*Istruzioni dei compiti*.
1. Ricopi dal testo sul Milk & Honey tutto ciò che va da "La nascita del" fino a "31 dicembre 1999.".
2. Prosegua il testo sulla storia del Milk & Honey dal punto in cui si ferma.

*Estratto fornito*.

────────

La cocktail renaissance si sarebbe affermata anche senza il Milk & Honey, però l’avrebbe fatto più lentamente e, forse, con maggiore difficoltà. Questo leggendario bar ha dato un impulso fondamentale al ritorno dei cocktail classici e al nuovo trend degli speakeasy, diventando l’esempio da seguire per un’infinità di locali nel mondo.
La nascita del Milk & Honey
Tutto inizia grazie a un luogo, un anno e un nome. Il luogo è il Lower East Side di New York City. Siamo nei mesi che precedono la fine del 1999, e Sasha Petraske sta mettendo a punto il progetto che sogna da tempo. L’apertura al pubblico avviene il 31 dicembre 1999.
Nella storia della mixology esiste un prima e un dopo questa data. Presto si capisce che il Milk & Honey è radicalmente eccentrico rispetto al grosso dei bar del tempo. Gli avanguardisti della cocktail renaissance iniziano a frequentarlo, mentre il pubblico più curioso lo elegge a meta irrinunciabile. Il successo porta all’apertura di una filiale a Londra, nel quartiere di Soho (2002).

────────

*Materiale*.
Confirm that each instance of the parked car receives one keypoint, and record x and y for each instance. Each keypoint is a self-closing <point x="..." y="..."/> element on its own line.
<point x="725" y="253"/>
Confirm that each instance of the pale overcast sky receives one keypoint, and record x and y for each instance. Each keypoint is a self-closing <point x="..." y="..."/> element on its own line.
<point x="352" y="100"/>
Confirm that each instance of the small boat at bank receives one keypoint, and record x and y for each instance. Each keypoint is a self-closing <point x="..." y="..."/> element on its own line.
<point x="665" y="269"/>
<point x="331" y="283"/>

────────

*Risposte ai compiti*.
1.
La nascita del Milk & Honey
Tutto inizia grazie a un luogo, un anno e un nome. Il luogo è il Lower East Side di New York City. Siamo nei mesi che precedono la fine del 1999, e Sasha Petraske sta mettendo a punto il progetto che sogna da tempo. L’apertura al pubblico avviene il 31 dicembre 1999.

2.
Qualche anno più tardi, nel 2009, la prima edizione di The World’s 50 Best Bars conferma l’assoluta eccezionalità del Milk & Honey: al primo posto della lista compare la sede di Londra, al secondo quella di New York. Tutti gli altri a seguire, ammirando da lontano il faro del bere di qualità.
Il ritorno dei cocktail classici
Per comprendere appieno l’importanza del Milk & Honey bisogna tenere conto di un fatto: il Proibizionismo (1920-1933) aveva inferto un durissimo colpo alla cultura dei cocktail, favorendo l’affermazione di distillati e miscelati dozzinali.
Nel libro The Fine Art of Mixing Drinks, scritto da David Embury, si legge che in quegli anni i liquori erano “talmente cattivi” che “lo scopo principale della miscelazione di un cocktail era di aggiungere abbastanza zucchero e abbastanza ingredienti aromatizzati da rendere sopportabile l’intruglio che ne risultava”. La fine del Proibizionismo non aveva cancellato le cattive abitudini: ancora negli anni Novanta la scena newyorkese era piuttosto rozza. Ciò che contava era sbronzarsi il più in fretta possibile, poco importa con cosa.
Sasha Petraske elimina la sbronza dall’equazione e pone l’accento sulla degustazione. Utilizza ingredienti di primissima qualità, recupera le ricette classiche e le prepara con la massima attenzione alle proporzioni. Con lui il barman smette di essere un propinatore di robaccia alcolica e diventa un rispettato professionista, che sa cosa sta facendo e necessita di adeguata formazione.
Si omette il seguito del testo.